Task directions:
Exact repetition of every record is required.

Region pointing data:
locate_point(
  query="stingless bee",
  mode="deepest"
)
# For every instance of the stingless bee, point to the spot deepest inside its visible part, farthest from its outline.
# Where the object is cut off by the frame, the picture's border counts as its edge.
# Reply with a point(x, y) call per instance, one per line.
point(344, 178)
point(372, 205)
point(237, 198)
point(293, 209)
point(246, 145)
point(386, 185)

Exercise result:
locate_point(
  query="stingless bee",
  mode="deepest"
)
# For every instance of the stingless bee, point to the spot deepest inside its visible part, farthest from its outline.
# Where the object is cut off by the frame, the picture's border counts as its edge.
# Reply with a point(x, y) call per instance, one per line.
point(344, 178)
point(372, 205)
point(237, 198)
point(293, 209)
point(246, 145)
point(386, 185)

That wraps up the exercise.